REQUIRED WORK:
Transcribe the records below exactly as they appear, omitting any pictures.

Image point annotation entries:
--------------------------------------------------

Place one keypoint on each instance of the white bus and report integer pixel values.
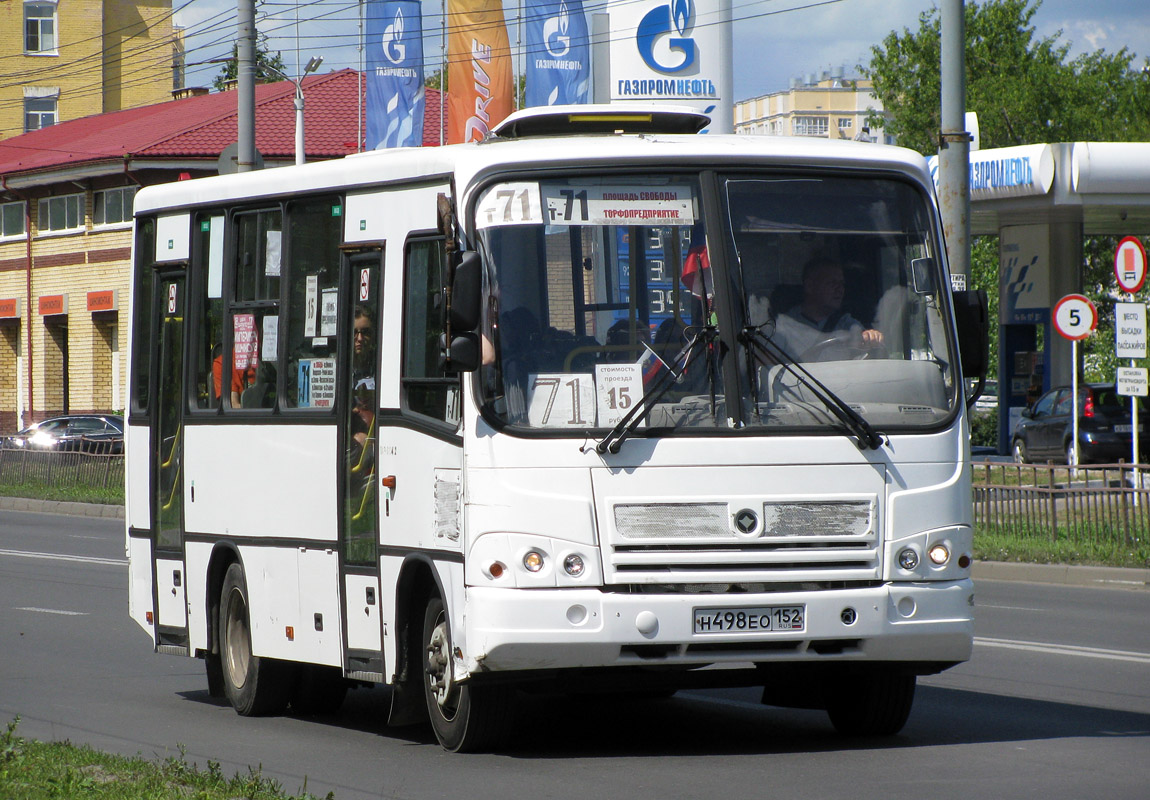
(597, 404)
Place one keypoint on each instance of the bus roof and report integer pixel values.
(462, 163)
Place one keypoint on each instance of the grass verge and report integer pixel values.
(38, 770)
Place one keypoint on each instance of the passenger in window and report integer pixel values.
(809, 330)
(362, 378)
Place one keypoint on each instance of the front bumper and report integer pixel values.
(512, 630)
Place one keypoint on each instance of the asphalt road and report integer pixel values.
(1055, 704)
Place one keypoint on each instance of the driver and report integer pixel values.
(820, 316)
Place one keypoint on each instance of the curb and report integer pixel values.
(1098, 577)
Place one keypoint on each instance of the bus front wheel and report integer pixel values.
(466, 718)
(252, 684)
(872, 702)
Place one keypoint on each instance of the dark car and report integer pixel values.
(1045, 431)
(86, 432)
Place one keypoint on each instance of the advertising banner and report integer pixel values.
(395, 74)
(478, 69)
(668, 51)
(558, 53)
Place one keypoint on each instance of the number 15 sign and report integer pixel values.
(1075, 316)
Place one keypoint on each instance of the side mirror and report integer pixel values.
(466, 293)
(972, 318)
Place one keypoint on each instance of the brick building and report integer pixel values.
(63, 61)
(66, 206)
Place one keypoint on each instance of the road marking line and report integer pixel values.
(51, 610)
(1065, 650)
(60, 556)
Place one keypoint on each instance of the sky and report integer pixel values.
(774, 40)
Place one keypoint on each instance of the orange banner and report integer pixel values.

--------------------------------------------------

COMPLETE ANSWER:
Place one keypoint on each instance of the white bus and report integer pixel values.
(597, 404)
Place one keypoint on each instance of the bus roof and report integer pixel values.
(462, 163)
Place one keypoint on each instance of the grass verge and report integer pixel values.
(38, 770)
Place one keypoint on each instance of the passenger in window and report integer pixel values.
(809, 330)
(362, 378)
Place one keypoint on each instance of the front bumper and report integer pixel values.
(512, 630)
Place one keypoint on each instance of the asphalt road and report integer pixel values.
(1055, 704)
Place one keypoint on each instance of the driver and report integer pixel values.
(820, 316)
Place one keypoint on each instance of the curb and report integer pixel values.
(1098, 577)
Place one keypoint on each instance of the bus front wheel and report integer pixel values.
(466, 718)
(252, 684)
(872, 702)
Place one keypoint on each instance of the dark car and report integer pixel values.
(1045, 431)
(86, 432)
Place one keypoint on each instance of the advertising banner and report integer pixel values.
(395, 74)
(478, 69)
(668, 51)
(558, 53)
Place one keypoint on each instance of the number 15 sign and report integer pixel values.
(1075, 316)
Place one keypoint on each instance of the side mirror and report integer pixel values.
(466, 293)
(972, 318)
Place one keypoint on each instance of the brick building and report integer pixel values.
(63, 61)
(66, 206)
Place one keypoint on each instance of the road marking line and report integer pixel values.
(51, 610)
(1065, 650)
(60, 556)
Place one keypoint on each instance of the sky and report integer pixel values.
(774, 40)
Place one keypoint on each instance of the orange banner and report integer pixel values.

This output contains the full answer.